━━━━━ BRANO SCELTO ━━━━━
Passata la ex centrale nucleare Enrico Fermi di Trino Vercellese (una visione quasi surreale), il GPS torna sulla traccia originale e il percorso si snoda tra le risaie il cui verde intenso fa contrasto con l’azzurro limpido del cielo. Il caldo aumenta e l’umidità toglie il fiato. Le uniche forme viventi che incontro per decine di chilometri sono aironi (garzette di un bianco intenso, aironi bianchi maggiori, guardabuoi e cenerini), ibis sacro, poiane in caccia e… zanzare, nuvole di zanzare anch’esse in caccia che tentano in tutti i modi di fermare la bici per cibarsi del malcapitato ciclista solitario.

Le gambe girano bene, i chilometri si snodano, la serenità data dalla routine aumenta permettendo alla testa di liberarsi dai pesi accumulati. Scavalcato il fiume Sesia entro ufficialmente in Lombardia, o meglio nella Lomellina. Raggiungo Breme, l’iniziale meta odierna e mi concedo una birretta gelata. Durante la sosta decido di proseguire per alcuni chilometri oltrepassando Sartirana Lomellina, dominata dal bel Castello Visconteo risalente alla fine del 1300.
Sono le 18:00, mi fermo e inizio ad allestire il campo per la notte, una nuova routine. Montata la tenda ed effettuata una pulizia corporale (sommaria) sono pronto per preparare la cena: riso ai funghi, carne in scatola, dolce e frutta. Stranamente le zanzare tacciono, ma presto scopro che è solo una tregua dovuta al cambio di guardia tra quelle diurne e quelle notturne. Un magnifico tramonto mi accompagna dolcemente durante la cena. Sono le nove (e tutto va bene), buonanotte!

La centrale nucleare Enrico Fermi di Trino Vercellese - Foto di Gianluca Dalmasso
Il campo al tramonto nei pressi di Sartirana Lomellina - Foto di Gianluca Dalmasso

Giorno 2: da Sartirana Lomellina (Pavia) a Guzzafame (Lodi) 109 km (+35) - Lunedì 5 settembre 2022

La notte scorre tranquilla, dormo il meritato sonno di chi ha fatto il suo dovere. La sveglia suona alle 6:15, faccio l’appello e pare che tutte le parti del corpo rispondano in modo corretto. Esco dalla tenda e stendo il sovratelo ad asciugare dalla condensa notturna. L’alba mi vede impegnato nei preparativi della colazione: pane e marmellata, frutta e una barretta proteica. Ricompongo il carico sulla bici e parto. Nella notte ho utilizzato il power bank per ricaricare telefono e GPS, sono in rotta e connesso.
━━━━━
**RICHIESTA DATA A:** Nel brano sul viaggio in bicicletta, quali cibi compongono la cena preparata al campo? Elencali tutti.
**RICHIESTA DATA B:** Prosegui il brano sul viaggio in bicicletta dopo la sua ultima frase.
━━━━━ RIGHE FORNITE ━━━━━
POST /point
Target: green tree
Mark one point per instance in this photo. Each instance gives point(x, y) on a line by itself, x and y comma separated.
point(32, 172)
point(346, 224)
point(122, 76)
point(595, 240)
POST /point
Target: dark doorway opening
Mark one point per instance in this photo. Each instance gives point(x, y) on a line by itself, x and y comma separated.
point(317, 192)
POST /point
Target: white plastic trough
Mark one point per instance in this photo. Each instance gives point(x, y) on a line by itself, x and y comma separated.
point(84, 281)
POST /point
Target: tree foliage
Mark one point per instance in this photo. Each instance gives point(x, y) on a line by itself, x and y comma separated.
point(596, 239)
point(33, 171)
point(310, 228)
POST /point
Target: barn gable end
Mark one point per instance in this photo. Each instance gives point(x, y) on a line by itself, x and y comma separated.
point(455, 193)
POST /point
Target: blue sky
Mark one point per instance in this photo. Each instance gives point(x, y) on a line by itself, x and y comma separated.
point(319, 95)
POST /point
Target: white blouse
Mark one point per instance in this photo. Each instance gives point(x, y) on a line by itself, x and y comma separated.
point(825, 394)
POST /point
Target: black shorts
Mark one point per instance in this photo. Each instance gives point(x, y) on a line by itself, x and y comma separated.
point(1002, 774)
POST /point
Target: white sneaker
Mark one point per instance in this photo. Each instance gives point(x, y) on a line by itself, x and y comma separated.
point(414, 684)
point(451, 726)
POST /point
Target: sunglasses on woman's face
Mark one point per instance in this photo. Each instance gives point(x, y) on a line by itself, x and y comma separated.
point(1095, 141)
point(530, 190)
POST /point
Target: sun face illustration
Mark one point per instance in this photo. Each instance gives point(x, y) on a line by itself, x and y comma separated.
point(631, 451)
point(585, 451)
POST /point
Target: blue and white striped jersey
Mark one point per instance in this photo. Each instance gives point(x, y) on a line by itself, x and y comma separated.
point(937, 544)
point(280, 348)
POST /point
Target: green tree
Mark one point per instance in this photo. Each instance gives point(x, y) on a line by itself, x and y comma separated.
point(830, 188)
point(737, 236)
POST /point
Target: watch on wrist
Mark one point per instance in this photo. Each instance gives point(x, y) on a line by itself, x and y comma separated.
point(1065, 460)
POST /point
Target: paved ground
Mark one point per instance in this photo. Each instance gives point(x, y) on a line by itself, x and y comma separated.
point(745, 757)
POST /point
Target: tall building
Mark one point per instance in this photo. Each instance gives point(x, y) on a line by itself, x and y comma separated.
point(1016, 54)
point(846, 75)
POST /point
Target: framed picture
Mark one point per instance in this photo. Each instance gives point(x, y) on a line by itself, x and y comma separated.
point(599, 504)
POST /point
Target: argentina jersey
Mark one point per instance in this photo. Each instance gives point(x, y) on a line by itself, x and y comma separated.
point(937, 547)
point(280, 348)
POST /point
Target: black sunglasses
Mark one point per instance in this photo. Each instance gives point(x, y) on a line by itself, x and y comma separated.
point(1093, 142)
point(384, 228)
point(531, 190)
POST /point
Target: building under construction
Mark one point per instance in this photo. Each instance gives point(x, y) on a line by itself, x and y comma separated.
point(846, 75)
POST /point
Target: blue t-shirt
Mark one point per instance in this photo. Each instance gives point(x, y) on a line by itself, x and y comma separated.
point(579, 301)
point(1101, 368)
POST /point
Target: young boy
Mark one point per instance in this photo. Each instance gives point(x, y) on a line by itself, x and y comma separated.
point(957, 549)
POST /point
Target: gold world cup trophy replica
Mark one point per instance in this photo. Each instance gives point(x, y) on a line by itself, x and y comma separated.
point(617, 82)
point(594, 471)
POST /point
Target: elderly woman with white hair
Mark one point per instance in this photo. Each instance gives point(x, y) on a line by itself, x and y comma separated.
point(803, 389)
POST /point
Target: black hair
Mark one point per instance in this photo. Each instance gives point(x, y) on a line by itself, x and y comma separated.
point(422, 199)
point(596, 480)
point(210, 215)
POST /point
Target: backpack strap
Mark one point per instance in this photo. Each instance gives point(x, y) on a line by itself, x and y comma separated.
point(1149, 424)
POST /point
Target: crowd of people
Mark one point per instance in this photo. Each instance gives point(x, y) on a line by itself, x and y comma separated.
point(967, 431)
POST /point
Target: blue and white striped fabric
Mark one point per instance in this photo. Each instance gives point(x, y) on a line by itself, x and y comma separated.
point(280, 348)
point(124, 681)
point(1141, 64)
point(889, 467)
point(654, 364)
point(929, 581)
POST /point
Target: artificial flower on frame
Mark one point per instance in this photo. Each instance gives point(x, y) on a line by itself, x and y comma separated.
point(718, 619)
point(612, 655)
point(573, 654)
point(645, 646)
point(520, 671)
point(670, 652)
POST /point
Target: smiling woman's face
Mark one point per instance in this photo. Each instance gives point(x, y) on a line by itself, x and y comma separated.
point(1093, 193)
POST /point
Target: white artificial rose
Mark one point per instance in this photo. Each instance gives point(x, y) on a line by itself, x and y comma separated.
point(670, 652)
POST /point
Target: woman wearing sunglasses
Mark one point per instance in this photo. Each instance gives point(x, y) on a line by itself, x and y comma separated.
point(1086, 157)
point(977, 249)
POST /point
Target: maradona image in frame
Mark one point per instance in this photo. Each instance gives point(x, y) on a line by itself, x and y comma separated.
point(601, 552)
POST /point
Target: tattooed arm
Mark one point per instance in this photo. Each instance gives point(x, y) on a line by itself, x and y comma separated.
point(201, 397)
━━━━━
**RISULTATO A:**
riso ai funghi
carne in scatola
dolce
frutta

**RISULTATO B:**
Raggiungo Lomello e mi concedo la seconda colazione in stile Hobbit: caffè e un paio di croissant appena sfornati. Ricarico le borracce e le due bottiglie di scorta con acqua fresca e procedo nella routine diurna: pedalare, pensare, guardare. Ripetere.
Il paesaggio varia poco dal giorno precedente: risaie a perdita d’occhio, intervallate ora da campi di soia. Canali e rogge portano acqua ovunque, creando geometrie spigolose e luccicanti nella luce tersa del primo mattino.

Ancora nessun segnavia, mi rendo conto che senza GPS sarei fermo al palo: una cartina tradizionale forse sarebbe stata difficile da seguire e mi avrebbe obbligato a moltissime soste. La strada su cui pedalo è per lo più sterrata, sconnessa e faticosa, in alcuni tratti mi ritrovo al limite dell’equilibrio, obbligato a tenere gli occhi fissi sui pochi metri che precedono la ruota al fine di evitare cadute. Salvo il barista taciturno durante la breve pausa caffè non incontro nessuno: i paesi che attraverso sembrano abitati da fantasmi.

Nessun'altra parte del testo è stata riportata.